- [EXCERPT PROVIDED]
= Listed buildings in Hopesay =

Hopesay is a civil parish in Shropshire, England. It contains 27 listed buildings that are recorded in the National Heritage List for England. Of these, one is listed at Grade I, the highest of the three grades, and the others are at Grade II, the lowest grade. The parish contains the villages of Hopesay, Aston on Clun, and Broome, and the surrounding countryside. Most of the listed buildings are houses, cottages, farmhouses, and farm buildings, many of which are timber framed dating from the 15th to the 17th centuries. The other listed buildings are a church, a bridge, four milestones and a telephone kiosk.

- [DATA LINES]
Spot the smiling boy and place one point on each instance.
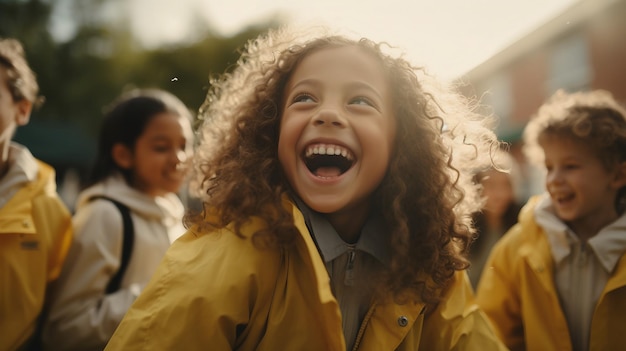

- [GIVEN TASK 1]
Answer these from the text on Hopesay's listed buildings:
(a) How many listed buildings does the parish contain?
(b) Which villages are in the parish?
(c) From which centuries do many of the timber-framed buildings date?
- [GIVEN TASK 2]
Rewrite everything in the text on Hopesay's listed buildings from "Hopesay is a" down to "a telephone kiosk.", changing "telephone kiosk" to "water pump".
Answer using only the text on Hopesay's listed buildings, not the lines.

- [TASK OUTPUT 1]
(a) 27
(b) Hopesay, Aston on Clun, and Broome
(c) The 15th to the 17th centuries

- [TASK OUTPUT 2]
Hopesay is a civil parish in Shropshire, England. It contains 27 listed buildings that are recorded in the National Heritage List for England. Of these, one is listed at Grade I, the highest of the three grades, and the others are at Grade II, the lowest grade. The parish contains the villages of Hopesay, Aston on Clun, and Broome, and the surrounding countryside. Most of the listed buildings are houses, cottages, farmhouses, and farm buildings, many of which are timber framed dating from the 15th to the 17th centuries. The other listed buildings are a church, a bridge, four milestones and a water pump.